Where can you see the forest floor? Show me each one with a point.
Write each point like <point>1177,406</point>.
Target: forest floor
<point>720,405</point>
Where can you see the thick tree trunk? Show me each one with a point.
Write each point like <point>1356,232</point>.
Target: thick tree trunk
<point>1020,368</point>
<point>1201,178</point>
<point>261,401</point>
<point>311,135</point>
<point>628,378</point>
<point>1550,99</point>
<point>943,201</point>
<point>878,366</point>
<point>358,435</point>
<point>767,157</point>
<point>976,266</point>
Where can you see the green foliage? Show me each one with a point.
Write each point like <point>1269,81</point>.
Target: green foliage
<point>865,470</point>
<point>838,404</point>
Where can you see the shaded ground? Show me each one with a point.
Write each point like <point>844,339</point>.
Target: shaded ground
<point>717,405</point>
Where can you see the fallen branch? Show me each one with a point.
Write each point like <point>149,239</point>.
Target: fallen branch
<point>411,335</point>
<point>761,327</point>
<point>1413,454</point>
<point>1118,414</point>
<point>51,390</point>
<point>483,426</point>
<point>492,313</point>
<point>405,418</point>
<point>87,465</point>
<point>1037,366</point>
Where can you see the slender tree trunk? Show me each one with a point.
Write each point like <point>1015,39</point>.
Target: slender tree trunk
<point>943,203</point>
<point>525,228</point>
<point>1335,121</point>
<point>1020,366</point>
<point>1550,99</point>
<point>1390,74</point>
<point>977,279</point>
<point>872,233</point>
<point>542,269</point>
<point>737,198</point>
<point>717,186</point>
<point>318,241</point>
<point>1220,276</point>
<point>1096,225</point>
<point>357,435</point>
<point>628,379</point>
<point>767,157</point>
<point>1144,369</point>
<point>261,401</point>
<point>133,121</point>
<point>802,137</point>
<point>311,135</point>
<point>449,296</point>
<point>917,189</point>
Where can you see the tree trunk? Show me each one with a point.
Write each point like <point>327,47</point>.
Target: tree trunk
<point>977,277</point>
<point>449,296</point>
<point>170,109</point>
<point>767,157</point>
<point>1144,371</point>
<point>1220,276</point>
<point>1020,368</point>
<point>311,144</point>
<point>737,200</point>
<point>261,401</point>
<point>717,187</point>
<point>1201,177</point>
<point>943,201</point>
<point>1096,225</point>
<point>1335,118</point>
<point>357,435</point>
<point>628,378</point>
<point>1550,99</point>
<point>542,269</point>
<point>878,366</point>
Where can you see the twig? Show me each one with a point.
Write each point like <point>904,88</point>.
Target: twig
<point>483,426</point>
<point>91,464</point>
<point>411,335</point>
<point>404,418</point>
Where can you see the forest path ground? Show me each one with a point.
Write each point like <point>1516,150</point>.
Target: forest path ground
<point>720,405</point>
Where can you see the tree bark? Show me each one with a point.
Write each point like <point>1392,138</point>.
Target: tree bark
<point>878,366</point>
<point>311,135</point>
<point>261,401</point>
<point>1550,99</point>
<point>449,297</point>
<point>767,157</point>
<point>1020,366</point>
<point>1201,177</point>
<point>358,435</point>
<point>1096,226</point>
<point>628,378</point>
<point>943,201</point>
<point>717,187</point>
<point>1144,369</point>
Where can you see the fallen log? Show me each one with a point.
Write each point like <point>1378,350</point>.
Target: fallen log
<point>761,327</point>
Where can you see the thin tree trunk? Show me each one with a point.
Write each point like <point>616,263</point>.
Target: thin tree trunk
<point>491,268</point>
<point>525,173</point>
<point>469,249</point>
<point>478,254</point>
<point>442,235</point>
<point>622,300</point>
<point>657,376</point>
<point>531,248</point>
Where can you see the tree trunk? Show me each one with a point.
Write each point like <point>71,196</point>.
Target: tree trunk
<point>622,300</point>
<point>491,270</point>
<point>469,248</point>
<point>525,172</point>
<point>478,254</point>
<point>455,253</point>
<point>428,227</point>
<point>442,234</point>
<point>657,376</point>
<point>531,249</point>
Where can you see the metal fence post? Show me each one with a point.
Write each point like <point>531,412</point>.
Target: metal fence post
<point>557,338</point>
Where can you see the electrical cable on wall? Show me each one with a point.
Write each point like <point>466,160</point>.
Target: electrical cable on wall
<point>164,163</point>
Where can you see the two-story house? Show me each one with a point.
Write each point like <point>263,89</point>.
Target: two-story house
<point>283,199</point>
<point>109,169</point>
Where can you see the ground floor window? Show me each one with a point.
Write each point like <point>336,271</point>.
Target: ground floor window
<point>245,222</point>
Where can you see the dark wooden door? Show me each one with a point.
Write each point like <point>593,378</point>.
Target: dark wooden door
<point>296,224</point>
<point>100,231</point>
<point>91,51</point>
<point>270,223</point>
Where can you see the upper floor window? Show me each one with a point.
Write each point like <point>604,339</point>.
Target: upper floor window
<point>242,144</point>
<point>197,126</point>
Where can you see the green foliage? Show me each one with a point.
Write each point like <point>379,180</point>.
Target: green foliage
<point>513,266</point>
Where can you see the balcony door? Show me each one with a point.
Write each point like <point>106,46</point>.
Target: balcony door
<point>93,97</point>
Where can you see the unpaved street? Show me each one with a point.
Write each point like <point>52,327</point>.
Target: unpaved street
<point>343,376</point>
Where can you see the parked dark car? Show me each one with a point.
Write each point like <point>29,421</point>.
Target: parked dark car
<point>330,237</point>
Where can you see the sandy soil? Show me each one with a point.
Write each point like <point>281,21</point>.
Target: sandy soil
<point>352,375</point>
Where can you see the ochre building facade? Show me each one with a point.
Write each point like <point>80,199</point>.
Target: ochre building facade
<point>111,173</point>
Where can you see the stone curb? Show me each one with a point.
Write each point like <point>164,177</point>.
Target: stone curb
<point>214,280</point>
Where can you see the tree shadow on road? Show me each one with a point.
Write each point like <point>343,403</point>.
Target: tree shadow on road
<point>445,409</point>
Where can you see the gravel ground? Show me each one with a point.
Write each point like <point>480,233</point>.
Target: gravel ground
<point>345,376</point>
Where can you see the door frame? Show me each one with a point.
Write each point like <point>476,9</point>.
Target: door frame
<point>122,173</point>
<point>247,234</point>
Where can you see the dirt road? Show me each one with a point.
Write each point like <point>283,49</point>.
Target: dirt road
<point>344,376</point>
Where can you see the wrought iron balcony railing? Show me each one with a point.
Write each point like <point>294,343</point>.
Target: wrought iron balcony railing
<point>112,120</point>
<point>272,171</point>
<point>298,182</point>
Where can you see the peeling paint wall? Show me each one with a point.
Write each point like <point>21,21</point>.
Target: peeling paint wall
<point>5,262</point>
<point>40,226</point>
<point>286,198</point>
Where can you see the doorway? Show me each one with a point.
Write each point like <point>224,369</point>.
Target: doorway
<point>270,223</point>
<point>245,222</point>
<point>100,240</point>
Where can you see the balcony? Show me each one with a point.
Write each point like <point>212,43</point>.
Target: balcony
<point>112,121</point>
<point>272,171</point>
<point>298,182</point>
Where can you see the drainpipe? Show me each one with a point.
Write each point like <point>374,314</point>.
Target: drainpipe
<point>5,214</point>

* **Brief**
Each record above has to be set down again, exactly and completely.

* **Answer to this task**
Where can you see the forest floor? Show me each one with a point.
Write each point like <point>1177,406</point>.
Target: forest floor
<point>720,405</point>
Where can you see the thick tree trunk? Show me each one with a point.
Write each point like <point>1356,232</point>.
Target: thick tree trunk
<point>1020,368</point>
<point>1201,178</point>
<point>261,401</point>
<point>311,135</point>
<point>628,378</point>
<point>1550,99</point>
<point>943,201</point>
<point>878,366</point>
<point>358,435</point>
<point>767,157</point>
<point>976,266</point>
Where can you see the green foliage? Show me each one with a point.
Write each point like <point>1269,81</point>.
Target: green foliage
<point>865,470</point>
<point>838,404</point>
Where can you see the shaded ground? Show me each one with a point.
Write each point like <point>844,339</point>.
Target: shaded ground
<point>717,405</point>
Where can you see the fallen branch? Show me each one with a point.
Write each point like <point>149,239</point>.
Target: fallen branch
<point>411,335</point>
<point>761,327</point>
<point>1413,454</point>
<point>1118,414</point>
<point>51,390</point>
<point>483,426</point>
<point>492,313</point>
<point>405,418</point>
<point>87,465</point>
<point>1037,366</point>
Where can you see the slender tree trunk? Show me each one with a point.
Write each point like <point>1015,39</point>.
Target: slender tree trunk
<point>943,203</point>
<point>525,228</point>
<point>1335,121</point>
<point>1020,366</point>
<point>1550,99</point>
<point>1390,74</point>
<point>977,279</point>
<point>872,233</point>
<point>542,269</point>
<point>737,198</point>
<point>717,186</point>
<point>318,241</point>
<point>1220,276</point>
<point>1096,225</point>
<point>357,435</point>
<point>628,379</point>
<point>767,157</point>
<point>1144,369</point>
<point>261,401</point>
<point>133,121</point>
<point>802,137</point>
<point>311,135</point>
<point>449,296</point>
<point>917,189</point>
Where can you see the tree trunk? Show me each one with a point.
Write each point like <point>327,47</point>.
Target: tree trunk
<point>977,277</point>
<point>449,296</point>
<point>170,109</point>
<point>767,157</point>
<point>1144,371</point>
<point>1220,276</point>
<point>1020,368</point>
<point>311,144</point>
<point>737,200</point>
<point>261,401</point>
<point>717,187</point>
<point>1201,177</point>
<point>943,201</point>
<point>1096,225</point>
<point>1335,118</point>
<point>357,435</point>
<point>628,378</point>
<point>1550,99</point>
<point>542,269</point>
<point>878,366</point>
Where can you see the twig? Show me each one with a point.
Write each point like <point>904,88</point>.
Target: twig
<point>483,426</point>
<point>91,464</point>
<point>411,335</point>
<point>404,418</point>
Where can you see the forest path ground? Show me each one with a point.
Write each point like <point>1516,150</point>.
Target: forest path ground
<point>720,405</point>
Where can you see the tree bark? Show me each one with a point.
Write each point like <point>1392,138</point>.
Target: tree bark
<point>878,366</point>
<point>311,135</point>
<point>261,401</point>
<point>1550,99</point>
<point>449,297</point>
<point>767,157</point>
<point>1020,366</point>
<point>1201,177</point>
<point>358,435</point>
<point>1096,226</point>
<point>628,378</point>
<point>943,201</point>
<point>717,187</point>
<point>1144,369</point>
Where can you see the fallen log? Show me each one with a point.
Write each point like <point>1378,350</point>.
Target: fallen log
<point>761,327</point>
Where can you see the thin tree trunk? Show me each one with a point.
Write each point like <point>616,263</point>.
Target: thin tree trunk
<point>491,268</point>
<point>525,173</point>
<point>469,249</point>
<point>478,254</point>
<point>442,235</point>
<point>622,300</point>
<point>657,376</point>
<point>531,248</point>
Where can you see the tree trunk? Show me each one with a point.
Write each point like <point>71,196</point>.
Target: tree trunk
<point>622,300</point>
<point>491,270</point>
<point>469,248</point>
<point>525,172</point>
<point>478,254</point>
<point>455,253</point>
<point>428,227</point>
<point>442,234</point>
<point>657,376</point>
<point>531,249</point>
Where can you see the metal fence post? Show me each one with a point.
Write each point like <point>531,412</point>.
Target: metal fence post
<point>557,338</point>
Where can you see the electrical cable on wall? Show me each one with a point.
Write each point like <point>466,160</point>.
Target: electrical cable on wall
<point>164,163</point>
Where can you see the two-story house? Show me each one with a point.
Write each point like <point>263,89</point>.
Target: two-story house
<point>283,199</point>
<point>109,169</point>
Where can you see the ground floor window? Show me each one with a point.
Write each point like <point>336,271</point>.
Target: ground floor window
<point>245,222</point>
Where can you see the dark wooden door? Show me each one with a point.
Write each point like <point>593,378</point>.
Target: dark wooden door
<point>296,224</point>
<point>100,231</point>
<point>91,51</point>
<point>270,223</point>
Where can you see the upper floor window? Show me each one with a point.
Write each point like <point>604,339</point>.
Target: upper floor window
<point>242,144</point>
<point>197,126</point>
Where can you see the green foliage? Show me each one with a point.
Write each point like <point>379,180</point>.
Target: green foliage
<point>513,266</point>
Where can you see the balcony door? Show me each one with a point.
Write each point like <point>106,46</point>.
Target: balcony door
<point>93,97</point>
Where can you see the unpaved street? Show me each one with a point.
Write each point like <point>52,327</point>.
Target: unpaved street
<point>343,376</point>
Where can you see the parked dark car? Show me each one with a point.
Write each point like <point>29,421</point>.
Target: parked dark car
<point>330,237</point>
Where can you see the sandy soil? Show me each one with a point.
Write each point like <point>281,21</point>.
Target: sandy soil
<point>352,375</point>
Where can you see the ochre building facade? Show me each one with a point.
Write each point like <point>80,199</point>.
Target: ochre building facade
<point>111,173</point>
Where can you see the stone curb? Show me each one with a point.
Write each point like <point>164,177</point>.
Target: stone curb
<point>214,280</point>
Where can you see the tree shadow on road? Show me each one with a point.
Write each point like <point>343,403</point>.
Target: tree shadow on road
<point>445,409</point>
Where can you see the gravel ground? Show me each one with a point.
Write each point like <point>480,233</point>.
Target: gravel ground
<point>345,376</point>
Where can you see the door frame? Show me each one with a point.
Write each point like <point>476,9</point>.
Target: door frame
<point>122,173</point>
<point>247,234</point>
Where can you see the dirt road? Show me each one with a point.
Write each point like <point>283,49</point>.
Target: dirt road
<point>344,376</point>
Where can you see the wrought iron balcony railing? Show me each one with a point.
Write each point like <point>294,343</point>.
Target: wrought iron balcony railing
<point>112,120</point>
<point>272,171</point>
<point>298,182</point>
Where can you see the peeling paint wall? Show me each one with a point.
Write each point like <point>21,21</point>.
Target: peeling paint wall
<point>5,262</point>
<point>40,226</point>
<point>286,198</point>
Where can you see the doorway? Show me each one with a point.
Write each point like <point>224,369</point>.
Target: doorway
<point>270,223</point>
<point>245,222</point>
<point>100,240</point>
Where can you see the balcony? Show me each one with a point.
Write each point like <point>212,43</point>.
Target: balcony
<point>112,121</point>
<point>272,171</point>
<point>298,182</point>
Where can you see the drainpipe? Show me each one with a point.
Write each point like <point>374,314</point>.
Target: drainpipe
<point>5,214</point>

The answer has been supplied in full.